**Goal**
Copy out the line containing "If you could pin the concrete" and each line after it, through the last one in the material, exactly as written.

(Object position labeling entries)

══════════

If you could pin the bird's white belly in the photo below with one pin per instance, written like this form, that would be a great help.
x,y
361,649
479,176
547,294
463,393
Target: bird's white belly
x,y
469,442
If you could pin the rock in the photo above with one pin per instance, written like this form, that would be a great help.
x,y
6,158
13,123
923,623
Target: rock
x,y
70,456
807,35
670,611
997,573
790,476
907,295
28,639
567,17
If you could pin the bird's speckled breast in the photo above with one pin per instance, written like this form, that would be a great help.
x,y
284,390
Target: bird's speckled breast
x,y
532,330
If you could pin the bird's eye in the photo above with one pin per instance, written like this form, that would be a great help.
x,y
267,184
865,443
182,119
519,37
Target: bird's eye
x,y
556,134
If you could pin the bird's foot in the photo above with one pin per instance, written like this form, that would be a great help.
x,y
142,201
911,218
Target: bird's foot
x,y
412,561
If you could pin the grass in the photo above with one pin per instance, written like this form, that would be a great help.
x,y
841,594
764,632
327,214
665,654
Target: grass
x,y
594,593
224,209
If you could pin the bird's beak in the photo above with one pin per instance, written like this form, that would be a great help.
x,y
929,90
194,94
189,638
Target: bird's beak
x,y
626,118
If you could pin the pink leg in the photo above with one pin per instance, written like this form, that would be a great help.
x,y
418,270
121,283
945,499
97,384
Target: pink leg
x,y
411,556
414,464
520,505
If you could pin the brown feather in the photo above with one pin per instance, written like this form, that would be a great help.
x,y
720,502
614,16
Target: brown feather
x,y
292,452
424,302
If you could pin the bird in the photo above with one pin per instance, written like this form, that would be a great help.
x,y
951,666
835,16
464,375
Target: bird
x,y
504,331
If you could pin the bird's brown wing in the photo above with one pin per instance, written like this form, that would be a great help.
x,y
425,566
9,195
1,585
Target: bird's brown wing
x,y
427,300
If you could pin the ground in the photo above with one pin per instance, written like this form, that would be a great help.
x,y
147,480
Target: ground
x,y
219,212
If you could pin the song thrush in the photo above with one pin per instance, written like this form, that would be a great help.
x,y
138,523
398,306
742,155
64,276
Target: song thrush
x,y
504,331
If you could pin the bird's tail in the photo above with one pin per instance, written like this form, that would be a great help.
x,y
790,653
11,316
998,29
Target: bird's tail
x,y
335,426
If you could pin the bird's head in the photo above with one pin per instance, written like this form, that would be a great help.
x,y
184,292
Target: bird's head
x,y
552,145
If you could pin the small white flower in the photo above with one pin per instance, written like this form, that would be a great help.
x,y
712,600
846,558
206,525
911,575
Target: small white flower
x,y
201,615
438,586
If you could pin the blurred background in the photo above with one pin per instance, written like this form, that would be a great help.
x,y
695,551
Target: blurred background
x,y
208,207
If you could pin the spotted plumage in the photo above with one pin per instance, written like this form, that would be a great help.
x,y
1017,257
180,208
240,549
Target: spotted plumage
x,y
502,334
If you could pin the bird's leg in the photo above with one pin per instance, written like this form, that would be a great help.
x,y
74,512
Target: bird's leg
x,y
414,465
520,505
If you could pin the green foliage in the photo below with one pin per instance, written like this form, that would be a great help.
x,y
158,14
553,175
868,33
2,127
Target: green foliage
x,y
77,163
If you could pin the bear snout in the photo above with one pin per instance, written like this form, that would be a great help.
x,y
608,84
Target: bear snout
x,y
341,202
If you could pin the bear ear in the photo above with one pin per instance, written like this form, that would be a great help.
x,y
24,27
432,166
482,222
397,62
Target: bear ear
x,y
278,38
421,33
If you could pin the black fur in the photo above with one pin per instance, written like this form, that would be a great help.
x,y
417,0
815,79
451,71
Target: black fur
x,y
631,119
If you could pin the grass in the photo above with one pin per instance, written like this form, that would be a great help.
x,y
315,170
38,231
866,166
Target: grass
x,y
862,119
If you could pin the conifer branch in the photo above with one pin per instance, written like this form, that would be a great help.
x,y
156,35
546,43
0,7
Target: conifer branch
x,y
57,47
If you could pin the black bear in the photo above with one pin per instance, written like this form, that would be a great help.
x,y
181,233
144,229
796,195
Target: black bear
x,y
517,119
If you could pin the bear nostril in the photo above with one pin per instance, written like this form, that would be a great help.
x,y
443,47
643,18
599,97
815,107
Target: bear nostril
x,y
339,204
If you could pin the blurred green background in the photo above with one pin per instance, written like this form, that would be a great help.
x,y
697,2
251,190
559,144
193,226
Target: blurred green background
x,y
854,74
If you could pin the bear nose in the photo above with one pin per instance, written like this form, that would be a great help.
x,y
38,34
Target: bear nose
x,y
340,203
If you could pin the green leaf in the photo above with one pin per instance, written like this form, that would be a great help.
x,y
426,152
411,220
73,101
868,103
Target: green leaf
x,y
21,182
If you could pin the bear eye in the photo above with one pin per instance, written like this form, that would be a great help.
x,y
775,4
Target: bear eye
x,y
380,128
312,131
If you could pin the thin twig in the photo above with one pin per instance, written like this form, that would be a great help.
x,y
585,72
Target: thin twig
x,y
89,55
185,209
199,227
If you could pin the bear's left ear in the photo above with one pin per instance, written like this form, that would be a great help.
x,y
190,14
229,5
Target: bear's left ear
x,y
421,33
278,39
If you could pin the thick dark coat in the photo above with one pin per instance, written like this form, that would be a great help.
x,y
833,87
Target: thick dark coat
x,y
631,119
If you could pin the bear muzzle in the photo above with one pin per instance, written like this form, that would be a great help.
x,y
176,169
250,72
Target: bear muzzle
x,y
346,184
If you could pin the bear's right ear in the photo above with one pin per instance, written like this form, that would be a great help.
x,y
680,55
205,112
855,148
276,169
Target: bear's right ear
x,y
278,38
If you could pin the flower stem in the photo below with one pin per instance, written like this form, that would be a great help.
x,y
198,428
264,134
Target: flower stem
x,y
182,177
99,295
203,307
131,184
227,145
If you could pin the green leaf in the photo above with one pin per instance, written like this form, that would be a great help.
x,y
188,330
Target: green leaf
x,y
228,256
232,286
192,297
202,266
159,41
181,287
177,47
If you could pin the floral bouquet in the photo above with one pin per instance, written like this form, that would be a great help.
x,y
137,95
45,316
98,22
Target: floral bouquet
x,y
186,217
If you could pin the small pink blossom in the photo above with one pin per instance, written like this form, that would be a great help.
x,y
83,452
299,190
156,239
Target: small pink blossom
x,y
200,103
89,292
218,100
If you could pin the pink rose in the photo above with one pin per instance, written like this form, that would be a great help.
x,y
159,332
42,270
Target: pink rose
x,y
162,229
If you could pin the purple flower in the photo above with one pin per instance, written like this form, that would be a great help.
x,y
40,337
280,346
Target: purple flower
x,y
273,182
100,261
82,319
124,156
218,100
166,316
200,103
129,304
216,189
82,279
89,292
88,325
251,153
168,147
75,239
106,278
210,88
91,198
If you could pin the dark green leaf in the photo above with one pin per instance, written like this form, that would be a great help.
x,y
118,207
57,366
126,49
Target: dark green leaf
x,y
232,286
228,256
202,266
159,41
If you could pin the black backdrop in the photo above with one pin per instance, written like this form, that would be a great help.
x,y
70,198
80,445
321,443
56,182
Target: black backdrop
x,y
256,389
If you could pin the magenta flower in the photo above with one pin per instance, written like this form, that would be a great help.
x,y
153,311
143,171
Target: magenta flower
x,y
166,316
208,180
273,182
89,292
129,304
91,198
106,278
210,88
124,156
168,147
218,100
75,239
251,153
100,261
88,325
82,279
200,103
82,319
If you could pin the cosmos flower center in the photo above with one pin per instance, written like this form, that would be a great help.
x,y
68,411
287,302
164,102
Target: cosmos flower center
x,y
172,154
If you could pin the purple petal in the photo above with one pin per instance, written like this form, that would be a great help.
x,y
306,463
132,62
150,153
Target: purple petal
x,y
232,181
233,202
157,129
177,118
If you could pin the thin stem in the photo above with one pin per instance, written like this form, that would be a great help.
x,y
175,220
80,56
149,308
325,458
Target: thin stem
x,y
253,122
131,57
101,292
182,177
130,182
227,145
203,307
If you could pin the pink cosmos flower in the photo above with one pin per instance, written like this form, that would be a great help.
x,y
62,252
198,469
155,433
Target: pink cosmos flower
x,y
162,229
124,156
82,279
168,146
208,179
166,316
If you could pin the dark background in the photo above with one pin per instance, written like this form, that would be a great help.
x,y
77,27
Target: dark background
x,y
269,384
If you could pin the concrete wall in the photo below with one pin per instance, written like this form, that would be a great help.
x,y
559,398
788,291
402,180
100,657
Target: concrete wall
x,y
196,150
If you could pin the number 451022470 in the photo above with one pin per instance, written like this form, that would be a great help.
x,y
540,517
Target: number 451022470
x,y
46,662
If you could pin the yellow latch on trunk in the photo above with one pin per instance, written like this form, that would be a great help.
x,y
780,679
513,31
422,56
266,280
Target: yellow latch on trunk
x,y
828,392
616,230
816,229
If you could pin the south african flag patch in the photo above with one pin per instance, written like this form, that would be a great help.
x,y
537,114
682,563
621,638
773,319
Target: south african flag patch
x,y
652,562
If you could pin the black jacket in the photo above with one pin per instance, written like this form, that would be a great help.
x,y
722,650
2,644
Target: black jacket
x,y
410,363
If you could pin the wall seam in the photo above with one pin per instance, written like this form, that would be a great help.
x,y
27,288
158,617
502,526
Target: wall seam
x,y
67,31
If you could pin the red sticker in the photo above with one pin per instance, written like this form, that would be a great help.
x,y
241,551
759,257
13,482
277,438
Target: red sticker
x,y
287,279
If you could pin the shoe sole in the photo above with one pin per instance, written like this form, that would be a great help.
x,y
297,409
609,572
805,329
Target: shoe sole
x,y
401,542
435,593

══════════

**Task result**
If you could pin the concrete wall in the photo below with one pin per instance, written like this form, that would be a great help.
x,y
559,398
788,291
402,180
100,657
Target: concrete wall
x,y
196,150
If you could pin the number 451022470 in the photo above with one pin per instance, written like this form, that would be a great help.
x,y
540,517
Target: number 451022470
x,y
46,662
If you could pin the yellow latch on trunk in the photo above with one pin per instance, written like this form, that would be a great help.
x,y
780,679
513,31
422,56
266,280
Target: yellow latch on trunk
x,y
828,392
616,230
816,229
If you could pin the south african flag patch in the photo above with one pin per instance, written like this form, that would be a great help.
x,y
537,114
682,563
621,638
773,319
Target: south african flag patch
x,y
652,562
If you could pin the black jacket in the photo above with one pin per instance, written like this form, that would be a great help.
x,y
722,650
2,644
Target: black jacket
x,y
410,363
If you could pin the wall seam in the photo above with one pin per instance, written like this form, that would be a great help.
x,y
27,288
158,617
502,526
Target: wall seam
x,y
67,31
If you could pin the red sticker in the photo above with one pin per instance, written like this form, that would be a great help.
x,y
241,551
759,257
13,482
277,438
Target: red sticker
x,y
287,279
If you could pin the shoe sole in the photo above with one pin per instance, written like this form, that would be a great help.
x,y
297,409
609,572
805,329
Target: shoe sole
x,y
401,542
435,593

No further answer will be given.